TO BE DONE: Reproduce, word for word, the part of the Thomas Orr text that starts with "The birth of" and goes on through "for the Festival?".
━━━━━ DOCUMENT TEXT
Book Cover: Thanks to Rick Orr
Thomas Orr, the dean of parks
The R. Thomas Orr Plaque is located beside the bandshell on Veterans Drive. It reads:
R. Thomas Orr 1870-1957. A life-long member of the Stratford Parks Board, R. Thomas Orr was the driving force behind the Stratford parks system. Orr led the fight to save the riverfront and millpond from railway development and oversaw the transformation of the former industrial area into parkland. In 1936, Orr's plans to link Stratford with the birthplace of the English playwright William Shakespeare led to the creation of the Shakespearean Gardens. These parklands provided an inspirational setting in 1953 for the Stratford Shakespearean Festival. During his life of community service, Orr also helped to establish Stratford's library and the war memorial, to extend Highway 7 to Stratford, and to found the Upper Thames River Conservation Authority and the Stratford Historical Society. He also was instrumental in establishing the bandshell ( see below.) Source: Ontario Heritage Trust
"This is interesting to read about the remarkable contribution Thomas Orr made to the city ". Now I will amble down beautiful Lakeview Drive to the Grand Old Shrine on Morenz Drive to see the picture of Flick, Roth and Flanigan, the line that almost won the Allen Cup for the Stratford Indians.
The birth of a park
Note: the Stratford-Perth Archives has extensive Orr documents in their Thomas Orr library. The book R. Thomas Orr, A Lifetime Devoted to Stratford is available for a small charge that goes to charity.
Hundreds assembled for the opening of the new bandshell on Tom Orr Day Sept. 21, 1929 Stratford-Perth Archives
Note: The octagonal bandshell seen on the left of the photo was relocated to this land between Cobourg Street and the River Drive from the intersection of Ontario and Erie Streets. It had been moved there from Battery Park opposite the YMCA but would be moved again from this location after the new bandshell was dedicated and in use.
Bandshell 1939 Photo Vince Gratton
Nursing school graduation, June 17, 1931 Photo: Brenda Trowsdale Barr
A stage for the Festival?
━━━━━━━━━━
━━━━━ EXTRACTED DATA
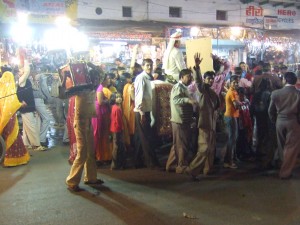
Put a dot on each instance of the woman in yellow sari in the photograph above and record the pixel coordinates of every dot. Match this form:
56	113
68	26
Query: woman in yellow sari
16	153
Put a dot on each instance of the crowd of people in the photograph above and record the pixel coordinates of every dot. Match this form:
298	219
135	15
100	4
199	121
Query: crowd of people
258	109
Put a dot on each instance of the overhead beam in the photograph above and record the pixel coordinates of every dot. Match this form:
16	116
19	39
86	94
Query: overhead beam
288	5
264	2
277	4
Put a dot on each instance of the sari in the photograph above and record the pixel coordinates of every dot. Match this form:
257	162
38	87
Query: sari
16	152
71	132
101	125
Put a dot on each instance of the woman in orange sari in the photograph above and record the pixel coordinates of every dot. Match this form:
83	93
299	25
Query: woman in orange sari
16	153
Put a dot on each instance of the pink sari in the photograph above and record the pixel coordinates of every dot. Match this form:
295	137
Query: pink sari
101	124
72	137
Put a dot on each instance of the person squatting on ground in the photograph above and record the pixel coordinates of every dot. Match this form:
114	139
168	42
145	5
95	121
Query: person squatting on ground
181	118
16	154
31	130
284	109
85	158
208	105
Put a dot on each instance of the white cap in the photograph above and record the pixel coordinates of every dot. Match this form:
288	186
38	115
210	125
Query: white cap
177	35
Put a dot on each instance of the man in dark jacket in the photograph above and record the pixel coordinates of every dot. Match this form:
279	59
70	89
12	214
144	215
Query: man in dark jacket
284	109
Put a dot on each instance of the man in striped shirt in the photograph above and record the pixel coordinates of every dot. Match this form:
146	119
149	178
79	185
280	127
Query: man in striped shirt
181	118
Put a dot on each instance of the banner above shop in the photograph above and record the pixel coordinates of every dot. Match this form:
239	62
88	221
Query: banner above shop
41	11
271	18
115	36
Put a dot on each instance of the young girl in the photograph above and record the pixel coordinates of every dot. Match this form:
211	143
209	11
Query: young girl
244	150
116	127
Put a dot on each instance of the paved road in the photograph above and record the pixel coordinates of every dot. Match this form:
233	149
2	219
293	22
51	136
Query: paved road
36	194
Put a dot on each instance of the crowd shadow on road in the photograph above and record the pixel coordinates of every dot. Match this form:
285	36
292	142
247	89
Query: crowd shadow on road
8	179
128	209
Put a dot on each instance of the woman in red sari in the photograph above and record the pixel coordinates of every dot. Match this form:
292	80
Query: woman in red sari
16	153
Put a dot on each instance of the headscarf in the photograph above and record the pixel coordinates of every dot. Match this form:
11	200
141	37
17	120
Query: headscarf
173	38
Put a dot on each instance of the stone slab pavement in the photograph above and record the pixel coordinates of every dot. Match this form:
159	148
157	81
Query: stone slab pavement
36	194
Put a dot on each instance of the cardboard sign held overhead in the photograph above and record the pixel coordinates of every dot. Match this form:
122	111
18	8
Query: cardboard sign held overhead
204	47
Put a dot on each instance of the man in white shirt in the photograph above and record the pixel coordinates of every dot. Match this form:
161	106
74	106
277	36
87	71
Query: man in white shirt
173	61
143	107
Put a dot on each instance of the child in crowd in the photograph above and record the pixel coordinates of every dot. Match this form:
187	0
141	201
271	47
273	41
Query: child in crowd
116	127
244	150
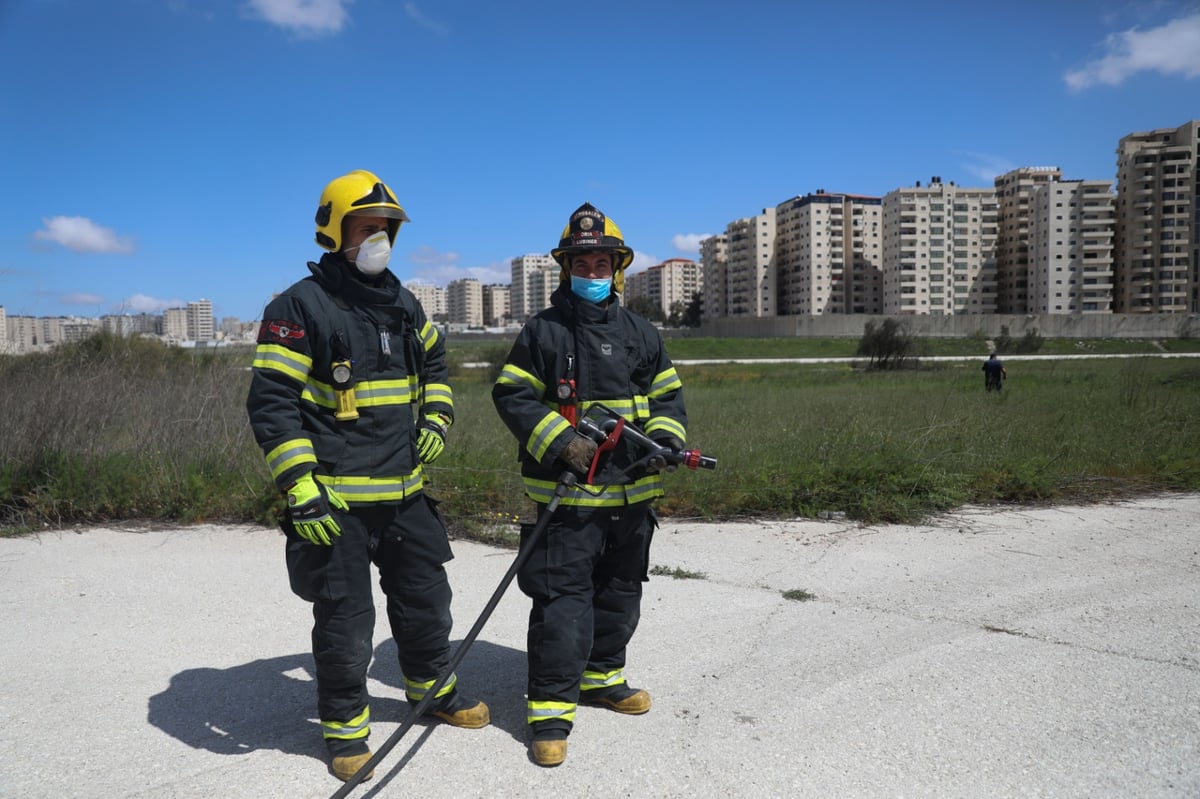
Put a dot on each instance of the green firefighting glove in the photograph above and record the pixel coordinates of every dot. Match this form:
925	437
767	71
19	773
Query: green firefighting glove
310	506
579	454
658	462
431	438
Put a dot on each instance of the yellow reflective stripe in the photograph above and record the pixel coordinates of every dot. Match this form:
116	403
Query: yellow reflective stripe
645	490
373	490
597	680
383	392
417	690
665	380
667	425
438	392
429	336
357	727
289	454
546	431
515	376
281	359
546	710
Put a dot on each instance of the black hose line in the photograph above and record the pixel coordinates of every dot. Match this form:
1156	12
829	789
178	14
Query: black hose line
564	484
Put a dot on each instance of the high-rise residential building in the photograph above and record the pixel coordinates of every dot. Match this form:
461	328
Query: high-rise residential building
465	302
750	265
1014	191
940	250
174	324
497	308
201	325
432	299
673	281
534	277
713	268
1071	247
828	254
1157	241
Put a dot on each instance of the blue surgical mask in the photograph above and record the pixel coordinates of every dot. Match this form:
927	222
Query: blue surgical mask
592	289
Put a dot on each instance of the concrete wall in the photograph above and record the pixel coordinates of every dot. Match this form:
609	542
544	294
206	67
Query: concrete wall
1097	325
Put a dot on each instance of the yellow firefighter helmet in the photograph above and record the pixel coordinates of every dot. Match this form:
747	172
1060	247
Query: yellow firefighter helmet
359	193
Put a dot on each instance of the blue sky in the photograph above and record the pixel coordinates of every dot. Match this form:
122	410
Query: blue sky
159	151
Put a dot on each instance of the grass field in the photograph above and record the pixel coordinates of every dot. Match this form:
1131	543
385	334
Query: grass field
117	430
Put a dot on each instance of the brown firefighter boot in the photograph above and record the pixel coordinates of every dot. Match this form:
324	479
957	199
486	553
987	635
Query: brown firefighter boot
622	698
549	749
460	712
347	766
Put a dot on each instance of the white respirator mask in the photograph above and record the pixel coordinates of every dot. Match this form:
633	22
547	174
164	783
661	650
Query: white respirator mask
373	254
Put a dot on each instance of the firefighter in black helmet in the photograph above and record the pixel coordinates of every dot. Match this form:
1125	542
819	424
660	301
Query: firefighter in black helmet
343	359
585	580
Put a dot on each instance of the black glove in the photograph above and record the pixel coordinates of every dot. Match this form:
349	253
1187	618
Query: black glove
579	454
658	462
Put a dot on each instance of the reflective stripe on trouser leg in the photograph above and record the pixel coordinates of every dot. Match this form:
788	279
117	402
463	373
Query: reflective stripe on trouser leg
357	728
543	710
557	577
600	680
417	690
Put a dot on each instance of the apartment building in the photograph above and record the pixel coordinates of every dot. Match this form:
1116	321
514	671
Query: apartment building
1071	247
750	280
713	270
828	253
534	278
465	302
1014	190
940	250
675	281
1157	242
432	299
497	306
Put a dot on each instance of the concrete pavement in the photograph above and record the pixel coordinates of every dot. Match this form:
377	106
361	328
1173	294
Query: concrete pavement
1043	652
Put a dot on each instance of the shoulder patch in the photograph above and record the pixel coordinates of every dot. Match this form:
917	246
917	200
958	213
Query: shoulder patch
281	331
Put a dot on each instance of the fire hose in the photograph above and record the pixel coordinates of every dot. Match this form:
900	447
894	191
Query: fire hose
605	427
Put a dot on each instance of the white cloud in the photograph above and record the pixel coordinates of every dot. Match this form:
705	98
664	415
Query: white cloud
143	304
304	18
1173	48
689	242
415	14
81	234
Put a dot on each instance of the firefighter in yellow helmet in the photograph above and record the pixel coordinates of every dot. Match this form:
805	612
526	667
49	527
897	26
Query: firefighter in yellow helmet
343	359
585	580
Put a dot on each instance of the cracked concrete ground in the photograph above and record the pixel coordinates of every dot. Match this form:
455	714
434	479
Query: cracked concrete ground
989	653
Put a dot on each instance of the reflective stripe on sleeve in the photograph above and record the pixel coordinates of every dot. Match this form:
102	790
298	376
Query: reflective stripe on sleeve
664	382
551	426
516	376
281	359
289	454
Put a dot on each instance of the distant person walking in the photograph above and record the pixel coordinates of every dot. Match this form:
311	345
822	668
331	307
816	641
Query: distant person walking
━━━━━━━━━━
ANSWER TO THE TASK:
The birth of a park
Note: the Stratford-Perth Archives has extensive Orr documents in their Thomas Orr library. The book R. Thomas Orr, A Lifetime Devoted to Stratford is available for a small charge that goes to charity.
Hundreds assembled for the opening of the new bandshell on Tom Orr Day Sept. 21, 1929 Stratford-Perth Archives
Note: The octagonal bandshell seen on the left of the photo was relocated to this land between Cobourg Street and the River Drive from the intersection of Ontario and Erie Streets. It had been moved there from Battery Park opposite the YMCA but would be moved again from this location after the new bandshell was dedicated and in use.
Bandshell 1939 Photo Vince Gratton
Nursing school graduation, June 17, 1931 Photo: Brenda Trowsdale Barr
A stage for the Festival?